→ TASK OBJECTIVE
Copy the entire listing below line for line without any changes, omitting the pictures.

Pointing data excerpts
>>
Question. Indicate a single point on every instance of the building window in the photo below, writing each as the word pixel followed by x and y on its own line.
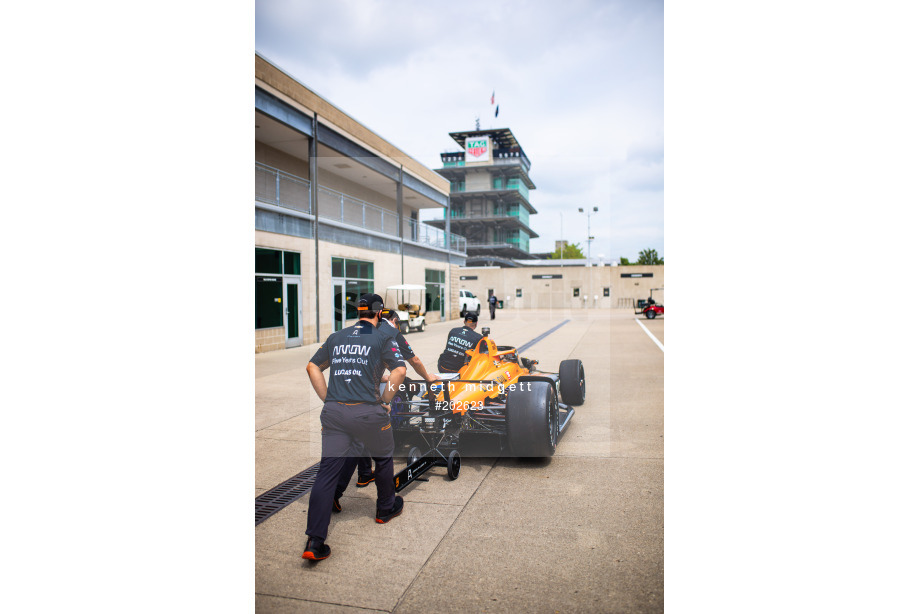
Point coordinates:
pixel 358 278
pixel 271 265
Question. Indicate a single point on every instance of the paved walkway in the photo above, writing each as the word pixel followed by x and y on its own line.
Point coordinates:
pixel 583 532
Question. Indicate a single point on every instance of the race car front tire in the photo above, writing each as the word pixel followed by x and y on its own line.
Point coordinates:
pixel 532 416
pixel 572 381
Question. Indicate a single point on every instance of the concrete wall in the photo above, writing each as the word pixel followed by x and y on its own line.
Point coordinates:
pixel 558 293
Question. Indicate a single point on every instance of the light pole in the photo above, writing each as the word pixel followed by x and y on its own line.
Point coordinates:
pixel 590 238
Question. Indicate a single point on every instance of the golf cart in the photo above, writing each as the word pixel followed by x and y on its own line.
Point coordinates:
pixel 650 308
pixel 410 305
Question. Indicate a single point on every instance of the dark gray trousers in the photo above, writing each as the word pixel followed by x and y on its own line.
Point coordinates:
pixel 346 428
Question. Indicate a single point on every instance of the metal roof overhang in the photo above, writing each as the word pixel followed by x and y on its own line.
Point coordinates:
pixel 502 251
pixel 299 122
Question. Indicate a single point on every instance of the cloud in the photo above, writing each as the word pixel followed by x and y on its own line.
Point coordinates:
pixel 579 83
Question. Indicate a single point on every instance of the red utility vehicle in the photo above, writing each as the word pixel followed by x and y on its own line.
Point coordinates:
pixel 650 308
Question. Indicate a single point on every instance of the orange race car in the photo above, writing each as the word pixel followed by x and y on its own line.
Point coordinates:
pixel 497 395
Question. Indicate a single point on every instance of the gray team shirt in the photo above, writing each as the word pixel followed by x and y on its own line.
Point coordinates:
pixel 356 357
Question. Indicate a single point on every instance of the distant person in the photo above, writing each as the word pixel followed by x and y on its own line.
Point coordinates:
pixel 459 340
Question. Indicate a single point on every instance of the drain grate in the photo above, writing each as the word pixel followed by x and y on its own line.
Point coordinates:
pixel 285 493
pixel 541 337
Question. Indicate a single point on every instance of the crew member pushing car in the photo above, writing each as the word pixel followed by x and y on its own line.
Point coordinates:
pixel 389 325
pixel 352 417
pixel 459 340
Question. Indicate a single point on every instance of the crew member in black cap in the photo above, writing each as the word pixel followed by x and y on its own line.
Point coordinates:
pixel 353 416
pixel 389 325
pixel 459 340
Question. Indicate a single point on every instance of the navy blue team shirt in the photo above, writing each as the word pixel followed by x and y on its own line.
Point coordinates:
pixel 356 357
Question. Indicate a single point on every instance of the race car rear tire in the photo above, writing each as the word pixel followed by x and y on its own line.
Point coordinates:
pixel 572 381
pixel 532 416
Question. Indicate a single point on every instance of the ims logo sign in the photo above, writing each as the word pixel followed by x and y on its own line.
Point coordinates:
pixel 477 148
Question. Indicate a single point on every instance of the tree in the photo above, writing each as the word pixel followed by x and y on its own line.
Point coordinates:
pixel 570 251
pixel 649 256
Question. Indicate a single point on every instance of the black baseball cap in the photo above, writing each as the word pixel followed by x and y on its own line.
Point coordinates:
pixel 370 302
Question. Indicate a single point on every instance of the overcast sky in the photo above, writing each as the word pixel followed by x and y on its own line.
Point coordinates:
pixel 579 83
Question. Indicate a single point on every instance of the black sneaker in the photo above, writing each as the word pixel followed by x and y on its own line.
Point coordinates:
pixel 316 550
pixel 383 517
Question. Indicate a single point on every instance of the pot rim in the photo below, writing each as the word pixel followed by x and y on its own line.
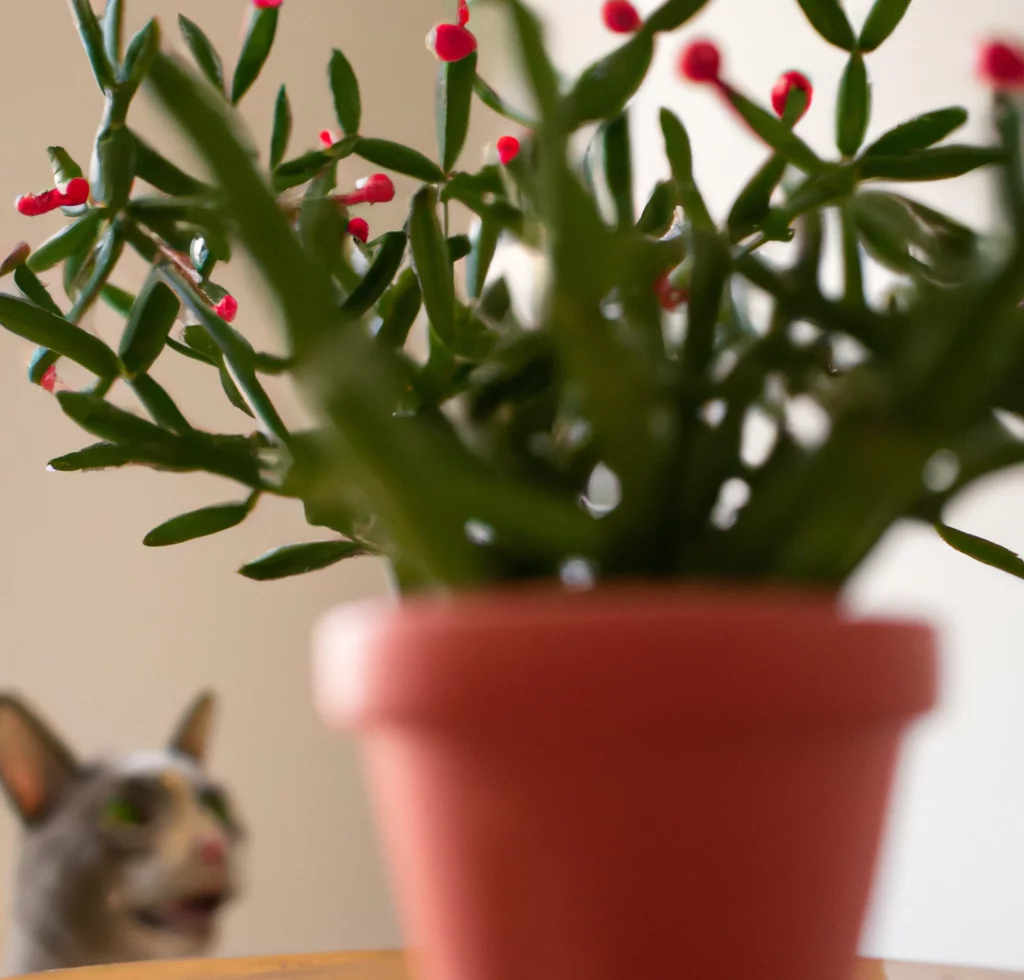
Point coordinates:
pixel 617 655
<<
→ THE RESULT
Question. Indicate a single point on every instance of the building window in the photo below, writing each as the word pixel followed by x and y on its own line.
Point coordinates:
pixel 358 278
pixel 271 265
Question. Indicate a single point on every instance of the paved walkway in the photo above, writing each as the word pixel followed by x and y on its own line.
Point coordinates:
pixel 583 532
Question. Indicate a single point on every instance of the race car front tire in the photo above, writing each as the word pixel followed by x and y on its own line.
Point coordinates:
pixel 532 416
pixel 572 381
Question. Indicate a single point on every instance of the concrete wall in the photo above, writing each as the word pixel followed by x and y on its own line.
Point coordinates:
pixel 558 293
Question. Indicate a single point on every instance of the light pole in the photo above, writing each as the word pixel followed by x and y on its own line.
Point coordinates:
pixel 590 238
Question. Indicate a single point on every instance of the golf cart in the photo above, writing each as the word pixel followed by x and y on its own line.
Point coordinates:
pixel 650 308
pixel 410 305
Question. Indicate a single point on every instance of the dark gray trousers in the photo above, writing each as the word pixel followed by x and y on its own line.
Point coordinates:
pixel 346 428
Question. Indicate a single point on every instance of the metal roof overhang in the photo above, writing each as the word pixel followed by x and y on its own line.
Point coordinates:
pixel 502 251
pixel 299 122
Question. Indicate a single point on every instance of the cloud in the photo above, writing each as the word pixel followed by x and y on its own line.
Point coordinates:
pixel 579 83
Question. Indicate a single point on every instance of the red utility vehicle in the photo above, writing each as the word pixel followed by x and y on its own line.
Point coordinates:
pixel 650 308
Question. Indicate a single point on every instance of the orange race car in the photo above, writing each as the word pixel followed by x and y on its own line.
Point coordinates:
pixel 497 395
Question. Indicate a single point on every instance of the gray team shirt in the photo above, writing each as the word pixel followed by x and y on its own line.
Point coordinates:
pixel 356 357
Question. Indicate a single point on every instance of the distant person in the photo above, writing each as the word pixel followed by x and y on its own line.
Point coordinates:
pixel 459 340
Question. Indicate a single point on every instance of the drain grate in the photo above, writing each as the word pixel followed by x and y on its own line.
Point coordinates:
pixel 285 493
pixel 541 337
Question. Indicate a single point on every instance of the crew member pushing car in the photo above, writing each as the word pixel followed by x and y on its own line.
Point coordinates:
pixel 389 325
pixel 352 417
pixel 459 340
Question. Indicate a single point on every instance of the crew member in black cap in the photo above, writing each as the word pixel followed by x and y on its own line.
Point coordinates:
pixel 353 416
pixel 389 325
pixel 459 340
Question. Indicate a single point on every instance of the navy blue team shirt in the photo above, writing each as the word pixel followed by x and y on its own line.
Point coordinates:
pixel 356 357
Question. Indicate a single point on every instance of the race car rear tire in the photo above, writing each as the word pixel followed by x and y on its own line.
Point coordinates:
pixel 572 381
pixel 532 416
Question. Indicate a single point on every instance of the ims logo sign in the photo above, writing each as the word pixel followed by x and y on its own line.
Point coordinates:
pixel 477 148
Question. Indicate a single point on every instance of the tree in the photo above, writing each as the word pixel followed by x and y on its own line.
Point coordinates:
pixel 570 251
pixel 649 256
Question. Indicate a single point on every instance of the black baseball cap in the photo above, writing each as the word pixel followed by x and y on its own line.
Point coordinates:
pixel 370 302
Question. Indicate a single point on every instance of the overcast sky in the photo above, writing each as the word pixel followed by x and y on its own line.
Point coordinates:
pixel 579 83
Question. Indicate a single point on every instance of the black sneaker in the photo above, writing each as the word pixel followed by x and y on its own line.
Point coordinates:
pixel 316 550
pixel 383 517
Question. Indicate a single point on every instance of the pot rim in the photo below, writing each as the word pixel followed by x and y on its own line.
Point coordinates:
pixel 617 655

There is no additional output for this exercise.